● **Textauszug**:
□ □ □
Runde 1: Nerven zeigen
Im Jahr 2009 haben Forscher um Gert Wörheide von der Universität München die bis dato umfangreichste Studie der Phylogenomik veröffentlicht. In diesem Fachgebiet wird der evolutionäre Stammbaum anhand von genetischen Ähnlichkeiten verschiedener Lebewesen untersucht. Die Wissenschaftler schauten sich das Erbgut von verschiedenen Schwämmen, Nesseltieren und Rippenquallen an und kamen zu dem Schluss, dass die Wirbeltiere und damit auch der Mensch nicht von Schwämmen abstammen können.
Der Grund: Den untersuchten Genen zufolge haben alle Schwammarten einen gemeinsamen Vorfahren, der wiederum kein Vorfahr der Zweiseitentiere (Bilateria) ist. Zu diesen zählen unter anderem Weichtiere, Insekten und Wirbeltiere. Rippenquallen hingegen wiesen eine enge Verwandtschaft zu den Zweiseitentieren auf.
□ □ □
● **Übungsdaten**:
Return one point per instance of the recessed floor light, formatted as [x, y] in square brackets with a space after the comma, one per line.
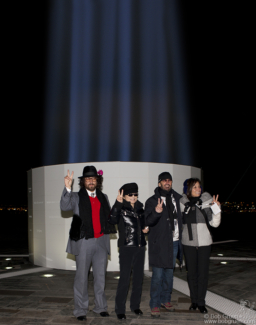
□ □ □
● **Arbeitsaufträge**:
[A] Gib aus dem Textauszug über den Stammbaum der Tiere die Stelle von „Runde 1: Nerven“ bis „den Zweiseitentieren auf.“ wörtlich wieder.
[B] Schreibe den Textauszug über den Stammbaum der Tiere im Anschluss an seinen letzten Satz weiter.

● **Nummerierte Lösungen**:
[A]
Runde 1: Nerven zeigen
Im Jahr 2009 haben Forscher um Gert Wörheide von der Universität München die bis dato umfangreichste Studie der Phylogenomik veröffentlicht. In diesem Fachgebiet wird der evolutionäre Stammbaum anhand von genetischen Ähnlichkeiten verschiedener Lebewesen untersucht. Die Wissenschaftler schauten sich das Erbgut von verschiedenen Schwämmen, Nesseltieren und Rippenquallen an und kamen zu dem Schluss, dass die Wirbeltiere und damit auch der Mensch nicht von Schwämmen abstammen können.
Der Grund: Den untersuchten Genen zufolge haben alle Schwammarten einen gemeinsamen Vorfahren, der wiederum kein Vorfahr der Zweiseitentiere (Bilateria) ist. Zu diesen zählen unter anderem Weichtiere, Insekten und Wirbeltiere. Rippenquallen hingegen wiesen eine enge Verwandtschaft zu den Zweiseitentieren auf.

[B]
Weitere Hinweise lieferten auch die Nervenzellen der verschiedenen Tiergruppen. Während Schwämme nichts Derartiges besitzen, bilden die ebenfalls recht simplen Rippenquallen solche Strukturen bereits aus. Es ist nach Anscht der Forscher recht unwahrscheinlich, dass sich im Laufe der Evolution an mehreren Stellen unabhängig voneinander Nervenzellen entwickelt haben, was die These der Rippenquallen-Vorfahren verstärkt.
Runde 2: Taktik neu ausrichten
Acht Jahre später, also 2017, hat ein weiteres Forscherteam – ebenfalls unter der Leitung von Gert Wörheide – die Daten neu aufgerollt. Dazu wandten sie modernere und präzisere Analysemethoden auf die Datensätze vorangegangener Studien an. Das harte Urteil der Wissenschaftler: Alle Studien, die Rippenquallen als ersten Vorfahr der Zweiseitentiere sehen, sind Artefakte, die auf inadäquaten Methoden beruhen.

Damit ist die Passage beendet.